* **Directions**:
Only the lines running from the one with "Where can the brown water" to the end of the listing should be returned, each exactly as it appears, with both ends kept.

* **The data**:
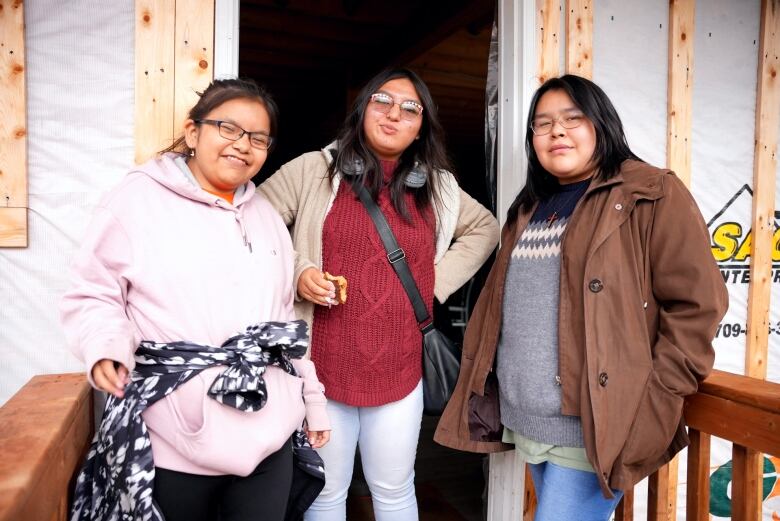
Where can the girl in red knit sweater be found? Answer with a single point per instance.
(368, 350)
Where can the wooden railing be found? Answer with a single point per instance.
(743, 410)
(45, 429)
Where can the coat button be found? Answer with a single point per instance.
(595, 285)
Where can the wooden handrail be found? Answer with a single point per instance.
(741, 409)
(45, 430)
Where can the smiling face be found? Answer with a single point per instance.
(221, 165)
(388, 135)
(564, 152)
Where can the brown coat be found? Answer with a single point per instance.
(640, 298)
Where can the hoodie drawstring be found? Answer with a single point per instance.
(247, 242)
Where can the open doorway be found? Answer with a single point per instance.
(314, 55)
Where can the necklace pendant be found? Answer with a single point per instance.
(551, 219)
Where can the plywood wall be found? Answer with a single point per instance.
(13, 126)
(174, 60)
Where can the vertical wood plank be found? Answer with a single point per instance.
(658, 494)
(671, 490)
(745, 492)
(698, 492)
(764, 168)
(625, 509)
(194, 55)
(506, 486)
(680, 88)
(579, 37)
(529, 499)
(764, 182)
(549, 25)
(13, 126)
(154, 76)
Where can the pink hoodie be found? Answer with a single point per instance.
(163, 260)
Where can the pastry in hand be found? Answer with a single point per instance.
(340, 283)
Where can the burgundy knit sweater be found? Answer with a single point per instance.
(368, 351)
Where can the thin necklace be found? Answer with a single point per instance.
(564, 201)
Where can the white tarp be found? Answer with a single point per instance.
(80, 96)
(630, 62)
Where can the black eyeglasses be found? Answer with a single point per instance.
(233, 132)
(543, 125)
(384, 103)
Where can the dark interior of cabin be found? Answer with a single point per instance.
(314, 56)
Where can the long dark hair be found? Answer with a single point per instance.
(222, 91)
(611, 144)
(429, 150)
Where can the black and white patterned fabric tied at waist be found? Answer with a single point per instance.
(117, 479)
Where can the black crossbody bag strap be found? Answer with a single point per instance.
(396, 257)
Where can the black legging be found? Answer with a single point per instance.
(261, 495)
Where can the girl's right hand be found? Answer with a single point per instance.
(110, 376)
(313, 287)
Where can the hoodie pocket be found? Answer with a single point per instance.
(187, 406)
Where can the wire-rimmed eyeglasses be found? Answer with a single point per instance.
(542, 126)
(233, 132)
(383, 103)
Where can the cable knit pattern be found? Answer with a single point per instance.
(368, 351)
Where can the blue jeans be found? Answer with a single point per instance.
(566, 493)
(387, 436)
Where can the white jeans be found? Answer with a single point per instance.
(387, 436)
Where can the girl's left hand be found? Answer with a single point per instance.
(318, 439)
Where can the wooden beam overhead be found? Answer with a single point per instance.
(193, 54)
(155, 26)
(13, 126)
(258, 18)
(680, 88)
(764, 170)
(548, 22)
(579, 38)
(404, 48)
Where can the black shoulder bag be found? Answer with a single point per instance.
(441, 357)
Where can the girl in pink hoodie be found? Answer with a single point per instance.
(184, 253)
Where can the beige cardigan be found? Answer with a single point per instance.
(466, 232)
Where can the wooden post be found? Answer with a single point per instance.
(579, 38)
(680, 88)
(658, 494)
(549, 24)
(698, 493)
(505, 487)
(194, 55)
(745, 484)
(764, 169)
(529, 498)
(154, 76)
(678, 157)
(625, 509)
(13, 126)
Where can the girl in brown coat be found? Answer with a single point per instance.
(597, 317)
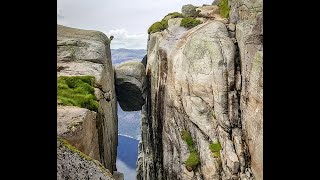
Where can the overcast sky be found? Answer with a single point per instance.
(127, 20)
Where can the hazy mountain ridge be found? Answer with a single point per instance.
(122, 54)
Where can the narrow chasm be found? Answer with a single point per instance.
(130, 87)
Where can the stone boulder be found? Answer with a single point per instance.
(73, 164)
(87, 53)
(130, 84)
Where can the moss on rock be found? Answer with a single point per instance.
(193, 159)
(215, 149)
(224, 8)
(189, 22)
(77, 91)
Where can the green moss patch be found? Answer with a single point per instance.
(189, 22)
(224, 8)
(174, 15)
(215, 149)
(77, 91)
(158, 26)
(193, 159)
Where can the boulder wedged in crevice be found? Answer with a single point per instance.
(130, 80)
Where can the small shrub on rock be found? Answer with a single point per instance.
(189, 22)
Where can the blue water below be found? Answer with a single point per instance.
(127, 156)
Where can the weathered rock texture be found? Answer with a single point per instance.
(207, 82)
(78, 125)
(248, 17)
(72, 164)
(130, 84)
(84, 52)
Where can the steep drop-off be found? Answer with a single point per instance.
(206, 81)
(95, 133)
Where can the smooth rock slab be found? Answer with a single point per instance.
(72, 164)
(130, 82)
(78, 126)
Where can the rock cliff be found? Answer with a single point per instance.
(206, 81)
(73, 164)
(94, 131)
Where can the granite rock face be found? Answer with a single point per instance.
(78, 126)
(189, 10)
(208, 82)
(130, 84)
(248, 17)
(73, 164)
(86, 52)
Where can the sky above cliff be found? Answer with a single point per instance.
(127, 20)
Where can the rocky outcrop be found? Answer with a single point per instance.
(85, 52)
(248, 17)
(130, 84)
(78, 125)
(208, 81)
(73, 164)
(189, 10)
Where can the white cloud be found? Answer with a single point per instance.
(122, 39)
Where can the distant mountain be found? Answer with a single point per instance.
(129, 123)
(120, 55)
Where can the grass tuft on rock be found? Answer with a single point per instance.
(224, 8)
(193, 159)
(158, 26)
(189, 22)
(77, 91)
(215, 149)
(174, 15)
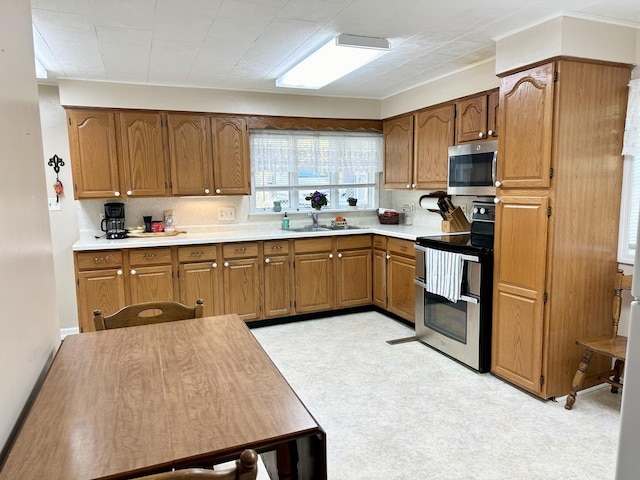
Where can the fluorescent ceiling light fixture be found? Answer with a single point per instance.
(342, 55)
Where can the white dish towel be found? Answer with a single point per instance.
(443, 273)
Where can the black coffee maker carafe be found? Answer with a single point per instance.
(113, 221)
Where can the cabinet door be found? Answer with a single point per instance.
(94, 158)
(99, 290)
(526, 128)
(434, 134)
(277, 286)
(493, 107)
(314, 282)
(519, 276)
(471, 119)
(202, 280)
(144, 162)
(401, 292)
(242, 288)
(190, 154)
(151, 284)
(398, 152)
(231, 164)
(380, 278)
(354, 278)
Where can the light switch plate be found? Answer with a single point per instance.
(226, 213)
(54, 204)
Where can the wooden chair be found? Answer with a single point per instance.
(613, 346)
(246, 468)
(147, 313)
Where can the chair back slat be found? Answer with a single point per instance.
(147, 313)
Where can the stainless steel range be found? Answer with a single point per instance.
(454, 285)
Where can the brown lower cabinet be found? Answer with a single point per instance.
(257, 280)
(393, 273)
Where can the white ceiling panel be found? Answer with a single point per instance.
(247, 44)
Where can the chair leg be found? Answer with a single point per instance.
(617, 368)
(578, 379)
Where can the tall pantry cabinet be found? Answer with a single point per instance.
(558, 204)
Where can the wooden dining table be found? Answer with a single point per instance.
(122, 403)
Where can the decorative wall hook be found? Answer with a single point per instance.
(56, 162)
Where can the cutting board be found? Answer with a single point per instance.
(155, 234)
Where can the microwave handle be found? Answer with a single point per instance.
(467, 258)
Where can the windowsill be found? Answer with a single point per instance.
(290, 213)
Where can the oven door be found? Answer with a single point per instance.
(452, 327)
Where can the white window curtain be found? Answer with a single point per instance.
(631, 187)
(323, 153)
(287, 165)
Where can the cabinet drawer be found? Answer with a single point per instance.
(351, 242)
(313, 245)
(403, 247)
(99, 259)
(197, 253)
(278, 247)
(149, 256)
(239, 250)
(379, 242)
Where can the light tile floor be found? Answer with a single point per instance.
(406, 411)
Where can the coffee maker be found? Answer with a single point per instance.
(113, 221)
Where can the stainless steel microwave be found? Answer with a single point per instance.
(472, 168)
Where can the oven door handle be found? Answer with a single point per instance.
(466, 258)
(465, 298)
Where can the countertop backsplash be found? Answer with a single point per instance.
(200, 214)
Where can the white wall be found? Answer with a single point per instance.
(29, 322)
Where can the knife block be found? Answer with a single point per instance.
(456, 222)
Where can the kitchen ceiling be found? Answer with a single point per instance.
(247, 44)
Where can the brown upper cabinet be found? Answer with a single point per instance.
(146, 153)
(94, 155)
(476, 118)
(416, 148)
(143, 163)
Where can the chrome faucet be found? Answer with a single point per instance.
(314, 218)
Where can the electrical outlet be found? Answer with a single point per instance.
(54, 204)
(226, 213)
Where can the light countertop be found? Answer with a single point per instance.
(407, 232)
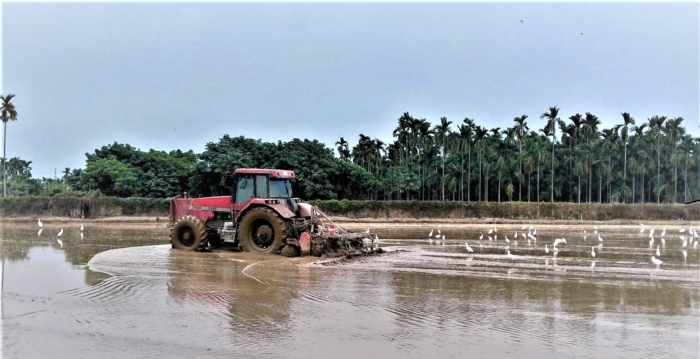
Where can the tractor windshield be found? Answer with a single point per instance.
(280, 188)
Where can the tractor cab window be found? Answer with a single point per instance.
(280, 188)
(244, 188)
(261, 186)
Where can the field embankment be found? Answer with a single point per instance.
(111, 207)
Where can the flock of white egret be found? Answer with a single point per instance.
(60, 233)
(687, 240)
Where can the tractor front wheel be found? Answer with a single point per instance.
(189, 234)
(262, 231)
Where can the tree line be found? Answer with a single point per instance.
(566, 160)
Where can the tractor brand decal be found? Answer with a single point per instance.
(213, 209)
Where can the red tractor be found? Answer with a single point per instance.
(260, 216)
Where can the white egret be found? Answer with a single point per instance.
(469, 249)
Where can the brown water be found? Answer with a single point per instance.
(124, 293)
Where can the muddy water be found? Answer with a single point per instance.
(124, 293)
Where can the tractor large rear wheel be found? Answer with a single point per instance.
(262, 230)
(189, 234)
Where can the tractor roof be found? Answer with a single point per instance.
(272, 173)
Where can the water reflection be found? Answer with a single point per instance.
(430, 301)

* **Written solution**:
Where can the brown water be found? Answer with a single point per instance.
(124, 293)
Where can the muddy water be found? Answer with a single point per instance.
(124, 293)
Where can the tractor large rear wheel be found? Answer with a single point per instance.
(262, 230)
(189, 234)
Where can the tractor roof be found? Answer with a single point per instance.
(272, 173)
Where can the water reflection be found? Answer with a single point per instance.
(430, 301)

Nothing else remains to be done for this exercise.